Stated problem: Please render the part of the material below that opens with the line containing "of the stacked" and runs to the end as a numbered list, leaving out any blank lines.

——

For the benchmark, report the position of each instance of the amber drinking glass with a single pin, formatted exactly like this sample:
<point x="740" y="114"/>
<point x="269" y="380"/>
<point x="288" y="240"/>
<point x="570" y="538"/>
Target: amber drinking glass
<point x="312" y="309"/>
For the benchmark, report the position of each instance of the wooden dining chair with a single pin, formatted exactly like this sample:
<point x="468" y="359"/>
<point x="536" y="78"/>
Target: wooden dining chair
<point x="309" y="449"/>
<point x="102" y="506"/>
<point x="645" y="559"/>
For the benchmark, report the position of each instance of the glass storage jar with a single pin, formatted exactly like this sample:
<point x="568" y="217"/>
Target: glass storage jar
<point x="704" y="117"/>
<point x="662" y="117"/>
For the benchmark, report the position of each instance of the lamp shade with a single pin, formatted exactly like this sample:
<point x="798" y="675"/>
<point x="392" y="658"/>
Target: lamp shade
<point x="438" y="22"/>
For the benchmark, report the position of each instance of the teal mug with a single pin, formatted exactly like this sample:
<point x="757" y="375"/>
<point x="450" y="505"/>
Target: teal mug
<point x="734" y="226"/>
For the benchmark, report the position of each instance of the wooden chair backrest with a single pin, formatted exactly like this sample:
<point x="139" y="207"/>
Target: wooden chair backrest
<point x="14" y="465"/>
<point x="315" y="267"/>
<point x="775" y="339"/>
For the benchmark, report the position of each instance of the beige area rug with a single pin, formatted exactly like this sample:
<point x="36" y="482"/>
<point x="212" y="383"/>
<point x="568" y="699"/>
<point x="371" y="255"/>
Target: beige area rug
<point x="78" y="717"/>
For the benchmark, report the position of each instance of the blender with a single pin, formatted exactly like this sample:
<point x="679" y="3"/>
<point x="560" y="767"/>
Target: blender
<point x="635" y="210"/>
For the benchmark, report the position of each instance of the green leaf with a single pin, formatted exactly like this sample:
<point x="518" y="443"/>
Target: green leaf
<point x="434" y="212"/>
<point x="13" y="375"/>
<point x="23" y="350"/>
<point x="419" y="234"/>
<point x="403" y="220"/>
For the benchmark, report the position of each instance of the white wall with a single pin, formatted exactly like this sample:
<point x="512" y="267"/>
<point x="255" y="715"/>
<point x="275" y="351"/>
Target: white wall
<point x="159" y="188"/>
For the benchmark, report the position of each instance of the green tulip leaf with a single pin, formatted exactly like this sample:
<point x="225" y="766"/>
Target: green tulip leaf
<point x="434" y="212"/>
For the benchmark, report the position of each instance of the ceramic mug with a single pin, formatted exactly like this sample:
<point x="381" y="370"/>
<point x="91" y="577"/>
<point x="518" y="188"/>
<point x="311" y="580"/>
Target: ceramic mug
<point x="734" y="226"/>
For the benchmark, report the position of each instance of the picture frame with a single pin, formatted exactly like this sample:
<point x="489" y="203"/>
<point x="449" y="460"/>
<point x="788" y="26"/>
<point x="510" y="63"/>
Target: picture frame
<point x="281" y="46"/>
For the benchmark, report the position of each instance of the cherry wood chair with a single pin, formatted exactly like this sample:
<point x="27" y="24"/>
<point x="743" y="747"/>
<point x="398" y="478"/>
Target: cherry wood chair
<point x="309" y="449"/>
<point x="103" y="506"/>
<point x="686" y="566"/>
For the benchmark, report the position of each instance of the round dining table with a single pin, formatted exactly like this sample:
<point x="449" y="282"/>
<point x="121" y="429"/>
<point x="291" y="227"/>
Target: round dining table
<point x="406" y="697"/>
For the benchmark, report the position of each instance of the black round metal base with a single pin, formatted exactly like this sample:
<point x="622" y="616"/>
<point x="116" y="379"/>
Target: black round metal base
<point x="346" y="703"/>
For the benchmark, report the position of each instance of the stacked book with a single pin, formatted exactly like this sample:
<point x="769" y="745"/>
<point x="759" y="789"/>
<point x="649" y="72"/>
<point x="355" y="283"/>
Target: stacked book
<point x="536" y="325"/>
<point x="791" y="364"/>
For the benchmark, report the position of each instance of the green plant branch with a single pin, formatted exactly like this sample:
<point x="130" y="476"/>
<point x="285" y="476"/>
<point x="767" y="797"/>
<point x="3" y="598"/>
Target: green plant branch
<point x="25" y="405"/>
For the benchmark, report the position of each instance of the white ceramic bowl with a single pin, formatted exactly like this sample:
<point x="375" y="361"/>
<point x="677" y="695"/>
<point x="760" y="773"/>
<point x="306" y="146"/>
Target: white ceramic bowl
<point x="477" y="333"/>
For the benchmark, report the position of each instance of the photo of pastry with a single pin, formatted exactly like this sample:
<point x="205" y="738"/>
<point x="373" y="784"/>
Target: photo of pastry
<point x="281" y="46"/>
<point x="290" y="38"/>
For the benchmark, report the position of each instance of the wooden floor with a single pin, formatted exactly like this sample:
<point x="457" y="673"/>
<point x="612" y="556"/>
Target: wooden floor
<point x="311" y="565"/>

——

Complete output:
1. For the benchmark, report the position of each instance of the stacked book with a single pin, formatted exactly like this sample:
2. <point x="769" y="745"/>
3. <point x="759" y="789"/>
4. <point x="649" y="72"/>
5. <point x="355" y="283"/>
6. Target: stacked book
7. <point x="536" y="325"/>
8. <point x="791" y="364"/>
9. For the benchmark, report the position of each instance of the green plant branch with a single pin, formatted exactly like this sample:
10. <point x="130" y="476"/>
11. <point x="285" y="476"/>
12. <point x="767" y="797"/>
13. <point x="3" y="598"/>
14. Target: green plant branch
15. <point x="25" y="405"/>
16. For the benchmark, report the position of each instance of the white ceramic bowl with a single pin, formatted exactly like this sample:
17. <point x="375" y="361"/>
18. <point x="677" y="695"/>
19. <point x="760" y="773"/>
20. <point x="306" y="146"/>
21. Target: white ceramic bowl
22. <point x="477" y="333"/>
23. For the benchmark, report the position of each instance of the photo of pastry with a single pin, formatted exactly like this sample:
24. <point x="205" y="738"/>
25. <point x="373" y="784"/>
26. Target: photo of pastry
27. <point x="281" y="46"/>
28. <point x="290" y="38"/>
29. For the benchmark, report the position of each instance of the wooden floor with a single pin, formatted exactly like this sample:
30. <point x="457" y="673"/>
31. <point x="612" y="556"/>
32. Target: wooden floor
33. <point x="311" y="565"/>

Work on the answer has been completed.